__Description of the task__. Search the listing below for lines containing the string "marker". Reply with their count only.

__Task material__.
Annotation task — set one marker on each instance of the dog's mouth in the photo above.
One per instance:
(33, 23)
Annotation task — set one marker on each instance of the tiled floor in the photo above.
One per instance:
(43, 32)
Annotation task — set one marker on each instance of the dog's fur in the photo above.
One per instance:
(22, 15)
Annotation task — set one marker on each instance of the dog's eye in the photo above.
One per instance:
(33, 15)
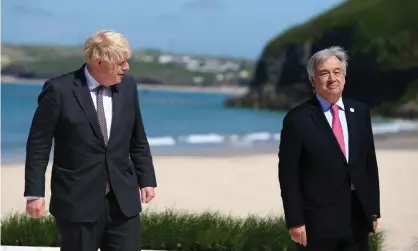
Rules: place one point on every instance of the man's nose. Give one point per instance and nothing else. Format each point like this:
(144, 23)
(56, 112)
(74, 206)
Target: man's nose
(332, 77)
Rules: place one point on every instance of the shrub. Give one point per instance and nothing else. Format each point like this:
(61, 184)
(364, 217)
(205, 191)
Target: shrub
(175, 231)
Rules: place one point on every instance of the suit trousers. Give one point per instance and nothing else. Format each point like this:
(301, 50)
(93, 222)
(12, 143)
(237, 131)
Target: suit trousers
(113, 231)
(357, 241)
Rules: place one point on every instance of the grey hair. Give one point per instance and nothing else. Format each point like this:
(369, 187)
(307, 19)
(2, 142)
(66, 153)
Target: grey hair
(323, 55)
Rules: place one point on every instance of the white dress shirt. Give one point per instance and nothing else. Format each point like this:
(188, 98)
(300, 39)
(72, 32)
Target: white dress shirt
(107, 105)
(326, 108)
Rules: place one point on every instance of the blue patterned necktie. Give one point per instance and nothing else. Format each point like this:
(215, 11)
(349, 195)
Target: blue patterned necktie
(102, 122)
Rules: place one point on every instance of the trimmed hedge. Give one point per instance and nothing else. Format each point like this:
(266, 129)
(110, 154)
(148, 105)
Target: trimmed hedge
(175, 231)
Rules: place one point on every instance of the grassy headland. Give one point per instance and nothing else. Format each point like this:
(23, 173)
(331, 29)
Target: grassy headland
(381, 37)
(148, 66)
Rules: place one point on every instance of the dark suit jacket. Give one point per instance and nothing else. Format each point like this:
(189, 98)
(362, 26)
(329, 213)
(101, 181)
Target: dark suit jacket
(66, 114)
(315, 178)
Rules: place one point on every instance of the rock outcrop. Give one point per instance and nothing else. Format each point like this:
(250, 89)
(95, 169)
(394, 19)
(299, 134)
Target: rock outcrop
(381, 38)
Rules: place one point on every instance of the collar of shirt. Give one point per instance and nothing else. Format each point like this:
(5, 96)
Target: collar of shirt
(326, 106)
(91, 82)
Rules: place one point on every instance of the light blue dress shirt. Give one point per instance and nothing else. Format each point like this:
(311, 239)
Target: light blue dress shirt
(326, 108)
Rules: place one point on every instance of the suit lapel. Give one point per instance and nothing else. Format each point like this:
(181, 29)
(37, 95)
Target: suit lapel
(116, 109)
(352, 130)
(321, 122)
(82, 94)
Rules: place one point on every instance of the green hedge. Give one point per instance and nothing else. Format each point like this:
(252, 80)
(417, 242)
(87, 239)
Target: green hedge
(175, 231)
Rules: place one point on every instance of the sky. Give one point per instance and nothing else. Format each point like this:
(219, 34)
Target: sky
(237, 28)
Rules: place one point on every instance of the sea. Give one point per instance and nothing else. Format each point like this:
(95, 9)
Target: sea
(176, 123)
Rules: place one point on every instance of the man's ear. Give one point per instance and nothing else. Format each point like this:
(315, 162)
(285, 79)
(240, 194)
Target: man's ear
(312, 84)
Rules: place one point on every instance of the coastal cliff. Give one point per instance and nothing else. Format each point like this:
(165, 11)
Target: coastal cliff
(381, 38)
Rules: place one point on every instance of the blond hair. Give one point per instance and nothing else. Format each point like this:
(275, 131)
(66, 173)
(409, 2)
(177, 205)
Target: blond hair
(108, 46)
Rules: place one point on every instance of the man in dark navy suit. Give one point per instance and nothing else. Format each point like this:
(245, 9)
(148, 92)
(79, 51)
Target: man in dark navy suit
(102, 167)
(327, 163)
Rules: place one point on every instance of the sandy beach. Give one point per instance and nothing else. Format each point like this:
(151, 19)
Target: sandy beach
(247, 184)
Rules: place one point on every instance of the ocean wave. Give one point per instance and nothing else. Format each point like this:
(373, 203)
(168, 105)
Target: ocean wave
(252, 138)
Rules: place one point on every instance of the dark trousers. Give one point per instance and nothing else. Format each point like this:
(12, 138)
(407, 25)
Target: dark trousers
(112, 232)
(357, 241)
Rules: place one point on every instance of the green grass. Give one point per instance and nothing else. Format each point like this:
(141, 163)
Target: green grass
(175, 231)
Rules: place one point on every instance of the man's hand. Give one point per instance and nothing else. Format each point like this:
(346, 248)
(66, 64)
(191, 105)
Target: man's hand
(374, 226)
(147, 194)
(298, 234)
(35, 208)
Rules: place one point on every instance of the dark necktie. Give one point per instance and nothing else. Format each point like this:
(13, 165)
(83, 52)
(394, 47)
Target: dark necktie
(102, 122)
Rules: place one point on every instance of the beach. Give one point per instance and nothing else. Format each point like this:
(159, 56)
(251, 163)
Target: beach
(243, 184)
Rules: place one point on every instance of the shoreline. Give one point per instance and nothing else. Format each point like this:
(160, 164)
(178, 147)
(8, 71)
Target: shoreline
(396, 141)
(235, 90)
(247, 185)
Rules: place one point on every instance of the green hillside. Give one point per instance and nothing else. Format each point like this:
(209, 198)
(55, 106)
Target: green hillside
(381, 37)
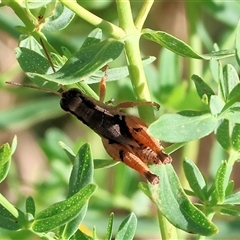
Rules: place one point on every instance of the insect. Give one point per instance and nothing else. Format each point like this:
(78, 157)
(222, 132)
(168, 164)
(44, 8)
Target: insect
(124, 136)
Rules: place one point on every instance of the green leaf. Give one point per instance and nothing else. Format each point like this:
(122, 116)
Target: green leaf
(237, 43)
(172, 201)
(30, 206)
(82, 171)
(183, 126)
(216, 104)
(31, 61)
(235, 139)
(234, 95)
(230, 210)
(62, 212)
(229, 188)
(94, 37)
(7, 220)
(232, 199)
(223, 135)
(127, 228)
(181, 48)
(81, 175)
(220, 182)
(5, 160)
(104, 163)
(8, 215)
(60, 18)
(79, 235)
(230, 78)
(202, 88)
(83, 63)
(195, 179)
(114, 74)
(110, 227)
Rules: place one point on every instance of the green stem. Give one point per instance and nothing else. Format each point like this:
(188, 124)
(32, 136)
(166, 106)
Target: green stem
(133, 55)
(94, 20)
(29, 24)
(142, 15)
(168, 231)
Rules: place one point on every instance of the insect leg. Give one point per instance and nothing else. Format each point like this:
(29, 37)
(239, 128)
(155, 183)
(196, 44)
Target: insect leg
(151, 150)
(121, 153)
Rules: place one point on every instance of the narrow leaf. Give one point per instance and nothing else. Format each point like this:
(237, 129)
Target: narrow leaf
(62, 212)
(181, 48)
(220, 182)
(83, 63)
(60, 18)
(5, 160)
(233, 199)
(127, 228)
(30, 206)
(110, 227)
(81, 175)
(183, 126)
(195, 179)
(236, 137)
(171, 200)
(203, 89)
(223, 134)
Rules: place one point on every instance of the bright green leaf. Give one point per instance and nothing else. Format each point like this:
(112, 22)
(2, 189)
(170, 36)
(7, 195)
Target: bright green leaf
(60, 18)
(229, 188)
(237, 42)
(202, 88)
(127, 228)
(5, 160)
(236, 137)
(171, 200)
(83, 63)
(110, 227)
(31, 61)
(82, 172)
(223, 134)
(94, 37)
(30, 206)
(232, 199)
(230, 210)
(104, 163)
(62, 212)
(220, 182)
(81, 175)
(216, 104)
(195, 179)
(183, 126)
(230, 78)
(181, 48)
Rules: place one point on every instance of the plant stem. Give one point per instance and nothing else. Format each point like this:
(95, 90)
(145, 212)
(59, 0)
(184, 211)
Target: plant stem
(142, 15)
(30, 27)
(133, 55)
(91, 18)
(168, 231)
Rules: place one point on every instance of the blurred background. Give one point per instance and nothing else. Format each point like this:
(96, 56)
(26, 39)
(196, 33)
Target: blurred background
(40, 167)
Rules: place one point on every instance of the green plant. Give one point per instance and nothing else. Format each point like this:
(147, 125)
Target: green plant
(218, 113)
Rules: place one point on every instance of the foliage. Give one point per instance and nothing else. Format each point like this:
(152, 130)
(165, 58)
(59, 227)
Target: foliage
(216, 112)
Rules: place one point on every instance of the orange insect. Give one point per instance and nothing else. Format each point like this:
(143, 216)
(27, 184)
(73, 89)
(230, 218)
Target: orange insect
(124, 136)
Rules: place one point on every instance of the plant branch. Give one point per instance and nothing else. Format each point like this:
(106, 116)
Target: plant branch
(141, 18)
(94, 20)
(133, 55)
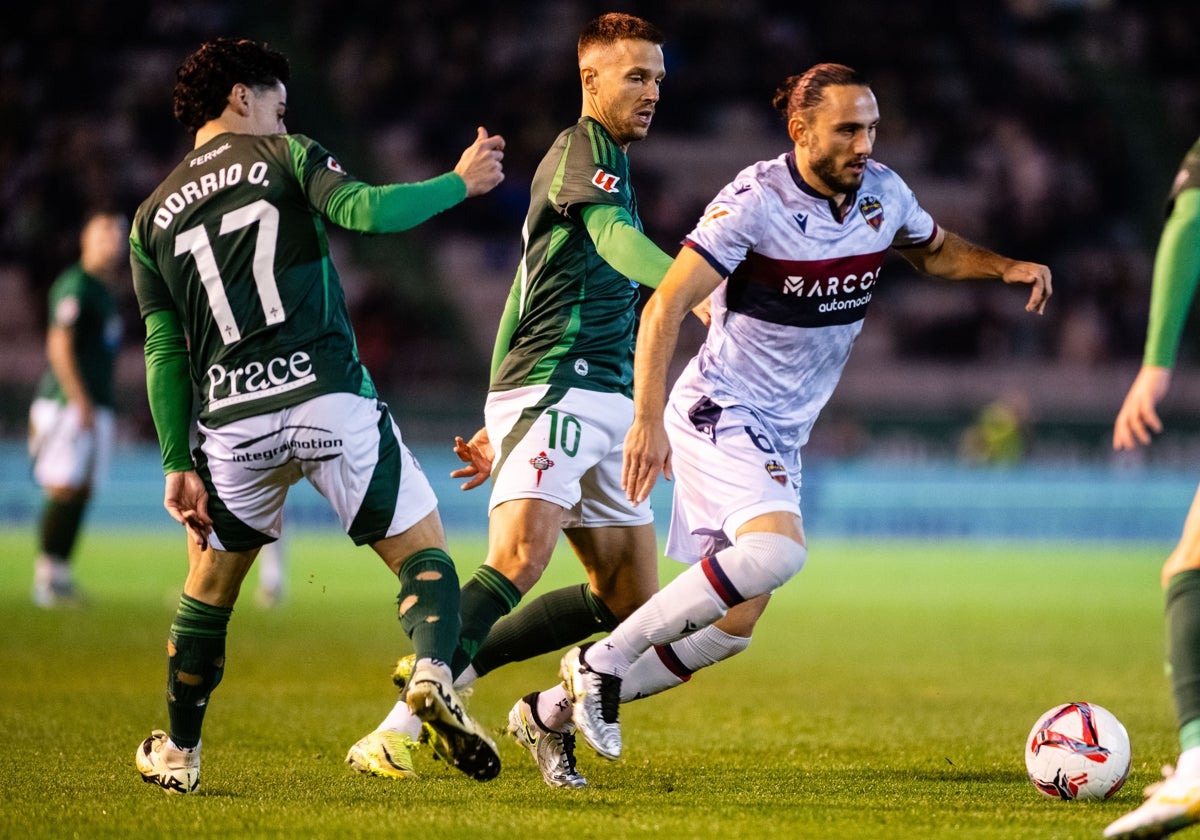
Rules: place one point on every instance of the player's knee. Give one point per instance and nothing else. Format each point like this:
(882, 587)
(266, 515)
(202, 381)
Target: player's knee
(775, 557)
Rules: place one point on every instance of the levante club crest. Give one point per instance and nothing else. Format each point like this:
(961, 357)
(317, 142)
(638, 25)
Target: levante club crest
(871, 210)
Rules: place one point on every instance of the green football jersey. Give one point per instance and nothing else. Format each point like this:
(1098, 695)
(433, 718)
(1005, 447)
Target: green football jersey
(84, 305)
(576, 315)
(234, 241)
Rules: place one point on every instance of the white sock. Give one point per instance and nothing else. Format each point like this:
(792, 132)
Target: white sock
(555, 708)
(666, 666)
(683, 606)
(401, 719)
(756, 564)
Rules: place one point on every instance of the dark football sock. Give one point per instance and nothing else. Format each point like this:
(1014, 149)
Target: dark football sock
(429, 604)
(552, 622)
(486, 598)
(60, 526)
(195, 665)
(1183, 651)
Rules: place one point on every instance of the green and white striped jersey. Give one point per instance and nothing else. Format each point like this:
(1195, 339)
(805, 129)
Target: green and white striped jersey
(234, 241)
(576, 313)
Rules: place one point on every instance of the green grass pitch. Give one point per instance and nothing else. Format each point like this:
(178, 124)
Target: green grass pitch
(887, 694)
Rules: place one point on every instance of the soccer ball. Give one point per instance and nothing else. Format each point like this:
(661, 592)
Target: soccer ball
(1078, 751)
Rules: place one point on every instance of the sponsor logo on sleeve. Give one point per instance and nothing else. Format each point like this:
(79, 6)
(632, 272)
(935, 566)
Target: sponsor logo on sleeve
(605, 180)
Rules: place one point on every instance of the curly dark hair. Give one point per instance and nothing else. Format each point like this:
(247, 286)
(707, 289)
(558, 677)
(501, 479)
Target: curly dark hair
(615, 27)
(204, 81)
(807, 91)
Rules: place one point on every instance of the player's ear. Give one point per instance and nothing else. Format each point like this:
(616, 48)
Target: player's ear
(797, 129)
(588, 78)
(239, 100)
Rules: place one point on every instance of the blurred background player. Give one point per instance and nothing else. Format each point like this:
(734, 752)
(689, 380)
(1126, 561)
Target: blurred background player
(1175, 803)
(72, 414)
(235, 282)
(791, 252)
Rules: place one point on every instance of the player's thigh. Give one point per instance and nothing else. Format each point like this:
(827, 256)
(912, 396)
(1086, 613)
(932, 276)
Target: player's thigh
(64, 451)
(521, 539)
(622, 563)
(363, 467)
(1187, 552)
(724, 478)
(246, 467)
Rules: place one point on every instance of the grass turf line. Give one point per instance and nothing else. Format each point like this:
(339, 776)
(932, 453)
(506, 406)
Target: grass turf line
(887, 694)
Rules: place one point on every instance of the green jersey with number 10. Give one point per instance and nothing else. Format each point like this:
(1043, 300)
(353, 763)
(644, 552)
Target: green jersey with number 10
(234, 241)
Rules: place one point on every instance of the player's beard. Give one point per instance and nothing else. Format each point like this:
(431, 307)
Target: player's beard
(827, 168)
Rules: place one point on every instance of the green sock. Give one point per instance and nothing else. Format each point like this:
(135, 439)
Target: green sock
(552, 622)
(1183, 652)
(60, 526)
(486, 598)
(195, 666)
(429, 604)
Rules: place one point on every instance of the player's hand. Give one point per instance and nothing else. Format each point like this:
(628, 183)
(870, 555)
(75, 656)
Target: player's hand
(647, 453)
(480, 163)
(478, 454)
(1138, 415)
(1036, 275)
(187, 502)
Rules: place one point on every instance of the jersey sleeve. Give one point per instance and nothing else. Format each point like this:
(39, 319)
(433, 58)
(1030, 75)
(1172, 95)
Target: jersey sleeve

__Completed task__. 4